AUSGANGSTEXT:
======

Weckruf für eine smarte Integration in der Europäischen Union
Bei aller Kritik an der Brüsseler Bürokratie: Familienunternehmen in vier großen Ländern Europas blicken im Grundsatz positiv auf die EU als Markt und Investitionsstandort. Voller Ungeduld warten sie darauf, dass der Wirtschaftsraum endlich vollendet, wofür er angetreten ist. Klügere Regulierung und eine smarte Integration könnten ungeahnte Kräfte entfesseln.
Brüssel, den 16. September 2025. Die Rolle von Familienunternehmen als Rückgrat und Wachstumsmotor der Wirtschaft wird in Europäischen Union (EU) oft unterschätzt. Doch die Stiftung Familienunternehmen, Förderer der Wissenschaft seit 2002, lenkt den Blick auf die Kräfte, die hier lauern. Was für ihre Mobilisierung passieren muss, zeigt eine Umfrage in Frankreich, Italien, Spanien und Deutschland unter 2400 Unternehmen, davon rund 80 Prozent Familienunternehmen.
In einer wirtschaftlichen Lage, die durch große geopolitische Herausforderungen und die Nachwirkungen vergangener Krisen geprägt ist, glauben die befragten Gesellschafter und Top-Manager weiter an die wirtschaftliche Erholung, und zwar in erstaunlicher Eintracht über die Länder hinweg.
66 Prozent der befragten Gesellschafter und Top-Manager erwarten, dass der Zustand ihrer Unternehmen in fünf Jahren etwas besser oder sogar viel besser sein wird als heute. 60 Prozent betrachten ihren Heimatmarkt als guten Investitionsstandort. Und wenn sie darüber nachdenken, wo sie sonst investieren könnten, fallen ihnen in erster Linie die EU-Nachbarstaaten ein – erst danach die USA, China oder die Schweiz.

======

DATENSÄTZE:
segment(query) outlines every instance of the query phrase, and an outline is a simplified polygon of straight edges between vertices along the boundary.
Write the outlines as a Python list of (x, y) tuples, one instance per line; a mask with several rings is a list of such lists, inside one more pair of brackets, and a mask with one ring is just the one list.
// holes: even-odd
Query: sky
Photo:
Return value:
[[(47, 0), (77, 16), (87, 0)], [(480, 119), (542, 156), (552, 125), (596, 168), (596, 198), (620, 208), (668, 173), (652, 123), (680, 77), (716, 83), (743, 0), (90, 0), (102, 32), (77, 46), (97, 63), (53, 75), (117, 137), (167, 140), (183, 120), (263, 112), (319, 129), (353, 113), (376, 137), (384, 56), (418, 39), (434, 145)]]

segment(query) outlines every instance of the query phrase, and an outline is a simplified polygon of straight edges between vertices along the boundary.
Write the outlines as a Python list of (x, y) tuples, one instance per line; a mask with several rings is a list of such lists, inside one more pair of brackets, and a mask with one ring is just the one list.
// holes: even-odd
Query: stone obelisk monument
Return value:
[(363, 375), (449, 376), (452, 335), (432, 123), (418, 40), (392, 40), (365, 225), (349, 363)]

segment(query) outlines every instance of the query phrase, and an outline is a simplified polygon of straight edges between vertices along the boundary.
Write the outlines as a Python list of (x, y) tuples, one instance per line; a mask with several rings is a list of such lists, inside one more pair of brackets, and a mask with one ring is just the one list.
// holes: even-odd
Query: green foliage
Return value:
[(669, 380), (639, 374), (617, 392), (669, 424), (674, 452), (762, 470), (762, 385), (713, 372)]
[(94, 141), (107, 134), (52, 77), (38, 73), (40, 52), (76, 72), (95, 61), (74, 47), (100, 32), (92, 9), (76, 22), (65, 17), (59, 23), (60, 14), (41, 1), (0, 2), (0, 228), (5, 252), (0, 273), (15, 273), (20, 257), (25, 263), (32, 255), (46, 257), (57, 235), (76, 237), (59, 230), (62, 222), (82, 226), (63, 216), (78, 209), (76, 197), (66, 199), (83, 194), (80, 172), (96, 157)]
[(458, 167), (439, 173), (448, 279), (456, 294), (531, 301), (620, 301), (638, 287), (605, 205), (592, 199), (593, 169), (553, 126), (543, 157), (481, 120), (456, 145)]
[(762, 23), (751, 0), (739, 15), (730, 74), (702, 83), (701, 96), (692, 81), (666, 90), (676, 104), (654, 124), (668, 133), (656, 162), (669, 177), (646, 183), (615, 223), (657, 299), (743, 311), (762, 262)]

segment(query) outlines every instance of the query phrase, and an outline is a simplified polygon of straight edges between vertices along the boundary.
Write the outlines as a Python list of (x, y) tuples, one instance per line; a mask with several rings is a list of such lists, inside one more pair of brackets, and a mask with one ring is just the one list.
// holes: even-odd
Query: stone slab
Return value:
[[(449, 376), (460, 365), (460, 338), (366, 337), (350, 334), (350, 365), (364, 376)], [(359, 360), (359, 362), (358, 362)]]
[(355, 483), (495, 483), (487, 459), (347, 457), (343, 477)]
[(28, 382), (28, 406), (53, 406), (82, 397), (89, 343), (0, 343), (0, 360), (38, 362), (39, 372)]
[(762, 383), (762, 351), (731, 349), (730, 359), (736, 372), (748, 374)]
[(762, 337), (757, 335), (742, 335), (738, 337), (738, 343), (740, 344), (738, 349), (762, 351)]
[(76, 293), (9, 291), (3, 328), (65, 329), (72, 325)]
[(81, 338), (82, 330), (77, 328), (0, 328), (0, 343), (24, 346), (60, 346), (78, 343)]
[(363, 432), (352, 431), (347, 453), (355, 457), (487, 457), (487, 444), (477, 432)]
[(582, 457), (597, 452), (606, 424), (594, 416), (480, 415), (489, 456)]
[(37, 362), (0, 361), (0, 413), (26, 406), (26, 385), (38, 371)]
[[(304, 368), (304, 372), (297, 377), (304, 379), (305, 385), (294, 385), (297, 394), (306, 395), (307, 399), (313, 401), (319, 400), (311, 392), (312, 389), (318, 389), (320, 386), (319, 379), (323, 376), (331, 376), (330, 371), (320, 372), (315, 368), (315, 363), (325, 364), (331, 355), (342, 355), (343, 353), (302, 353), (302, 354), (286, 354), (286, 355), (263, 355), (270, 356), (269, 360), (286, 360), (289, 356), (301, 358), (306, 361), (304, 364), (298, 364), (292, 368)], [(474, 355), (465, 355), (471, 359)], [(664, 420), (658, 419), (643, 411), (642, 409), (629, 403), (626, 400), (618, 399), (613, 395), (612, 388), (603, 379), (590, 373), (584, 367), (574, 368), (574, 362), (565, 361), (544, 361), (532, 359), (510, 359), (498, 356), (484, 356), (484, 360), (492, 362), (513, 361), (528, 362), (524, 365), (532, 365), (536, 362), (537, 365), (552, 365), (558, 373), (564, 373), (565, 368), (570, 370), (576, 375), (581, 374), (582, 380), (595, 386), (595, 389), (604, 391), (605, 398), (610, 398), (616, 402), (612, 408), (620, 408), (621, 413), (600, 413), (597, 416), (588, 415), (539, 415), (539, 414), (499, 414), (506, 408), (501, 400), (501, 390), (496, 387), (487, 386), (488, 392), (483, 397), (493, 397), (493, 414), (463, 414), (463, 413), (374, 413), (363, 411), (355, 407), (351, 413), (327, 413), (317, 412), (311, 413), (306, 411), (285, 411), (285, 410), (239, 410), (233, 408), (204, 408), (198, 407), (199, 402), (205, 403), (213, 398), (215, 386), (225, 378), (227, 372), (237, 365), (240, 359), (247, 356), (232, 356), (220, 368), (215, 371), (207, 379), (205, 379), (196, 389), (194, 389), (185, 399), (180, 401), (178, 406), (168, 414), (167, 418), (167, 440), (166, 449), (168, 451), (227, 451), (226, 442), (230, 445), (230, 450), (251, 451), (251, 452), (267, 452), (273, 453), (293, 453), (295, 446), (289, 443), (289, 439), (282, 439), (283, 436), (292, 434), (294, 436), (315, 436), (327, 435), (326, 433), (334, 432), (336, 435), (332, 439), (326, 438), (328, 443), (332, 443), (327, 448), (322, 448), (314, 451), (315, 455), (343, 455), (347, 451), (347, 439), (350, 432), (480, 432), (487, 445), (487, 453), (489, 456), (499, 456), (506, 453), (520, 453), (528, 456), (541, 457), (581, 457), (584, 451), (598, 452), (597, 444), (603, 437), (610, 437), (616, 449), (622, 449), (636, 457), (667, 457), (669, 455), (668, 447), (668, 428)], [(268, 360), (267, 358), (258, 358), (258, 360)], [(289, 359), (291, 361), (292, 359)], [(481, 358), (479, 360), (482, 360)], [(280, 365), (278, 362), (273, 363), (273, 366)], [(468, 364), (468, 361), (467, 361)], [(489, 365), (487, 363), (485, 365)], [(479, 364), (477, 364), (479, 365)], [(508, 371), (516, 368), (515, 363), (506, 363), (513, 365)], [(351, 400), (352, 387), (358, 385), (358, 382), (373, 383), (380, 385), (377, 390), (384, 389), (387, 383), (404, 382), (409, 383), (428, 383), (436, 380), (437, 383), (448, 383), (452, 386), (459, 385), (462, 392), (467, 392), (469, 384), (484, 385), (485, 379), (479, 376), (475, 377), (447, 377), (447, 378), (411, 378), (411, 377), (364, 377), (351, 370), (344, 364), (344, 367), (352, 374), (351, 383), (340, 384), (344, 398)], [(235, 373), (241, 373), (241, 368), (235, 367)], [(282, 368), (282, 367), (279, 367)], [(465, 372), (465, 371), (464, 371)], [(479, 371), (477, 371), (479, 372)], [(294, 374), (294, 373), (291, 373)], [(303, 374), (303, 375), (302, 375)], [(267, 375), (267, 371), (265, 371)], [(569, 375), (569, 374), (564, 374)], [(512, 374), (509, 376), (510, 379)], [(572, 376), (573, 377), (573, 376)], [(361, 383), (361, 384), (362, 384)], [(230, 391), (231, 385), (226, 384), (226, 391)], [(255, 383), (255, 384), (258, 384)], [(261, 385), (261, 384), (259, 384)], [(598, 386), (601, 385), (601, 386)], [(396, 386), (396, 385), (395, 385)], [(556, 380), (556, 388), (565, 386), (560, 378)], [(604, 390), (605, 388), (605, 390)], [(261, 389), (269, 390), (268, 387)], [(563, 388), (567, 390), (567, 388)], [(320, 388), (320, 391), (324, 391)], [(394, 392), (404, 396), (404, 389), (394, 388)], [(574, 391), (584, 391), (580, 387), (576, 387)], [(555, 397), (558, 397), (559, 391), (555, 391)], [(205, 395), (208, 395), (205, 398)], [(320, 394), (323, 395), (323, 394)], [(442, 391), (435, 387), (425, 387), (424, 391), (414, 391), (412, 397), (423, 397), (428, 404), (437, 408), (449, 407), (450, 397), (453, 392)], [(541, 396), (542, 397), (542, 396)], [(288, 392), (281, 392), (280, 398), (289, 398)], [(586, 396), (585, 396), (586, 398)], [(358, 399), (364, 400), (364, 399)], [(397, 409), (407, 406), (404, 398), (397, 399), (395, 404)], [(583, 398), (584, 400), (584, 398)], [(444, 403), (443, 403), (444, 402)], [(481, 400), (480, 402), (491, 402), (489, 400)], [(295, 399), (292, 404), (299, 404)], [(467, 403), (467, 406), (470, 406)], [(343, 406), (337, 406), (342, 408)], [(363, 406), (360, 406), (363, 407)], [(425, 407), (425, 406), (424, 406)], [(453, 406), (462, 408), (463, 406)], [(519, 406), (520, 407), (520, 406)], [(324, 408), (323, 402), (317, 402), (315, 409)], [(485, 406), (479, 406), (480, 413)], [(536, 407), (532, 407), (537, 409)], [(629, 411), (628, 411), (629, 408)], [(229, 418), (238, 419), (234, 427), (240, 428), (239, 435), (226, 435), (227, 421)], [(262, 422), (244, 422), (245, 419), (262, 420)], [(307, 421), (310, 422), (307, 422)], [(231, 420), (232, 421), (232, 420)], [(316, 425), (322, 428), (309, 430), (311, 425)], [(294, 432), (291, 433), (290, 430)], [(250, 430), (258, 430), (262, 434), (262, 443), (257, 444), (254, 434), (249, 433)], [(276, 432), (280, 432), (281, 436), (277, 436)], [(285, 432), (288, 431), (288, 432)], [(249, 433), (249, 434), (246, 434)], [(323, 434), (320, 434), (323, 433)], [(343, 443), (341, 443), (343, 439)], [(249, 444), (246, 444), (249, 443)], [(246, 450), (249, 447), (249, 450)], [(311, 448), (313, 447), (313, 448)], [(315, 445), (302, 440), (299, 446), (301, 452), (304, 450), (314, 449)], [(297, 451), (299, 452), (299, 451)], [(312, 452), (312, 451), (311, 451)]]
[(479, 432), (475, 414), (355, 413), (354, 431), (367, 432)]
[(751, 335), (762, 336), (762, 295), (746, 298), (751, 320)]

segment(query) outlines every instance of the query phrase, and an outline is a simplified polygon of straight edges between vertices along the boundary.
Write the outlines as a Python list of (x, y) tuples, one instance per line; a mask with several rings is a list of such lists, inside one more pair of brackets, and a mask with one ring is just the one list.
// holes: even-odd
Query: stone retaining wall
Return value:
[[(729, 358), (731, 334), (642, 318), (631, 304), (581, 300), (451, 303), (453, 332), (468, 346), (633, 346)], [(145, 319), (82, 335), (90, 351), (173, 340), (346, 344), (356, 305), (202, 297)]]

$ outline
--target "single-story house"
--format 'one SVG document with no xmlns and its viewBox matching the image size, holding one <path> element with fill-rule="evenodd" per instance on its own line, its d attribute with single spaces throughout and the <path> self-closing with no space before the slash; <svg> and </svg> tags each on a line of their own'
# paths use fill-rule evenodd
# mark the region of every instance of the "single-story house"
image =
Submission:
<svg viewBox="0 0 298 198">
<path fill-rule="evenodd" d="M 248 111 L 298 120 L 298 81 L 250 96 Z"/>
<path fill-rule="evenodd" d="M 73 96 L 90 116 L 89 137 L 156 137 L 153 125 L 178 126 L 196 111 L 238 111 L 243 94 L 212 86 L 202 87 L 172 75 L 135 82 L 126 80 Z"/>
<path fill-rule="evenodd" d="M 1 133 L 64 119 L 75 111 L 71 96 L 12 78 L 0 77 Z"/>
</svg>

======

ARBEITSAUFTRÄGE:
1. Beantworten Sie anhand des Textes über Familienunternehmen in der EU die folgenden Fragen:
(a) Seit wann fördert die Stiftung Familienunternehmen die Wissenschaft?
(b) Wie viel Prozent der Befragten erwarten, dass es ihrem Unternehmen in fünf Jahren etwas besser oder viel besser gehen wird als heute?
(c) Welche Investitionsstandorte fallen den Befragten erst nach den EU-Nachbarstaaten ein?
2. Geben Sie aus dem Text über Familienunternehmen in der EU die Passage von "66 Prozent der" bis einschließlich "oder die Schweiz." wortgetreu wieder.
3. Erläutern Sie mithilfe des Textes über Familienunternehmen in der EU, worauf sich die Aussage stützt, was für die Mobilisierung der Kräfte der Familienunternehmen passieren muss.

LÖSUNGEN:
1.
(a) Seit 2002.
(b) 66 Prozent.
(c) Die USA, China oder die Schweiz.

2.
66 Prozent der befragten Gesellschafter und Top-Manager erwarten, dass der Zustand ihrer Unternehmen in fünf Jahren etwas besser oder sogar viel besser sein wird als heute. 60 Prozent betrachten ihren Heimatmarkt als guten Investitionsstandort. Und wenn sie darüber nachdenken, wo sie sonst investieren könnten, fallen ihnen in erster Linie die EU-Nachbarstaaten ein – erst danach die USA, China oder die Schweiz.

3. Die Aussage stützt sich auf eine Umfrage in Frankreich, Italien, Spanien und Deutschland. Befragt wurden 2400 Unternehmen, von denen rund 80 Prozent Familienunternehmen sind.